> DOCUMENTO DE ORIGEM
##############################
Wednesday, June 01, 2011

A FOME NO MUNDO EXPLICADA A MEU FILHO

O Clube da Histórias, no seu meritório trabalho no projecto "Abrir as portas ao sonho e à reflexão" publicou agora este belo texto que transcrevo com a devida autorização mas, mais que isso, o meu respeito pelo que este "Clube" está a fazer no campo da cultura. Falei em "cultura"? Oh, demónio, espero não ser preso!
Para visitarem este site ou ficar assinalados como bons recebedores, basta estrever "Clube de Histórias".



— Quantas pessoas no mundo estão actualmente ameaçadas de morrer de fome?
— A FAO (Food and Agricultural Organization),Organização para a Alimentação e a Agricultura das Nações Unidas, avalia, no seu último relatório, em mais de 30 milhões o número de pessoas que morreram de fome em 1999 e, para o mesmo período, em mais de 828 milhões de seres torturados pela desnutrição grave e permanente. São homens, mulheres e crianças que, devido à falta de alimentos, padecem de lesões frequentemente irreversíveis. Ou morrem num prazo mais ou menos breve, ou vegetam num estado de deficiência grave – cegueira, raquitismo, desenvolvimento precário da capacidade cerebral, etc.
Tomemos o exemplo da cegueira: em cada ano, sete milhões de pessoas, normalmente crianças, perdem a vista, na maioria das vezes por falta de uma alimentação suficiente ou como consequência de enfermidades vinculadas ao subdesenvolvimento. Cento e quarenta e seis milhões de cegos vivem nos países da África, da Ásia e da América Latina. Em 1999, Gore Brundtland, directora da Organização Mundial da Saúde, ao apresentar o seu plano “Visão 2020” em Genebra, disse: Oitenta por cento dos afectados na vista seriam perfeitamente evitáveis. Sobretudo por meio de uma dose regular de vitamina A para as crianças pequenas. Em 1990, havia 822 milhões de pessoas severamente afectadas pelo flagelo da fome. Podemos ler de duas maneiras estas estatísticas. Primeira leitura: as vítimas da subalimentação aumentam s em cessar no mundo, especialmente nos países do Sul; mas se comparamos os mártires do flagelo da fome com a progressão demográfica da população mundial, constatamos um ligeiro retrocesso. Em 1990, 20% da humanidade sofria de subalimentação extrema; oito anos depois, “só” 19%.
##############################
> EXCERTOS DE DADOS
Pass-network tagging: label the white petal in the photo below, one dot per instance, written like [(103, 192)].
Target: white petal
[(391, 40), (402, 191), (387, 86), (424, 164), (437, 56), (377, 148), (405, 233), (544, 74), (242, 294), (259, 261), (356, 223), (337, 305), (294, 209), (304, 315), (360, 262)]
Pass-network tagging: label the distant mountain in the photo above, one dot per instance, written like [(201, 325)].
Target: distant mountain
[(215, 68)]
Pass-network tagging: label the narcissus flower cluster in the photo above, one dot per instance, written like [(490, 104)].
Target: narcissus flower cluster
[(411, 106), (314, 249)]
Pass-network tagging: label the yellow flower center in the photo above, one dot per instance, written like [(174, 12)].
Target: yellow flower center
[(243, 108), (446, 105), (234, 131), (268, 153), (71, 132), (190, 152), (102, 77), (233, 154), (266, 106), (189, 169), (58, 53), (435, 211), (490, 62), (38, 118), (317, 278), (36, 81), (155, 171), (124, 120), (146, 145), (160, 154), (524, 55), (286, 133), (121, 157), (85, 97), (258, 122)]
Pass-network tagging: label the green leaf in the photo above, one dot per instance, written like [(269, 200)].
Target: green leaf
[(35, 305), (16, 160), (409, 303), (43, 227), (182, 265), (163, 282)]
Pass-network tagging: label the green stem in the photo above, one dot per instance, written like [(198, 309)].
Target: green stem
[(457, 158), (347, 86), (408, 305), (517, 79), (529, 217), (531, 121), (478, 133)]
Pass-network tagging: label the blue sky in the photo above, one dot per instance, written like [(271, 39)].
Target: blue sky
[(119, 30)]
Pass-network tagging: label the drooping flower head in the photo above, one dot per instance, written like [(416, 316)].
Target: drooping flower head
##############################
> O SEU OBJETIVO
Cite o texto sobre a fome no mundo desde "O Clube da Histórias, no" até "não ser preso!", inclusive. A listagem provém de uma fonte diferente da do texto.

> RESULTADO DO EXERCÍCIO
O Clube da Histórias, no seu meritório trabalho no projecto "Abrir as portas ao sonho e à reflexão" publicou agora este belo texto que transcrevo com a devida autorização mas, mais que isso, o meu respeito pelo que este "Clube" está a fazer no campo da cultura. Falei em "cultura"? Oh, demónio, espero não ser preso!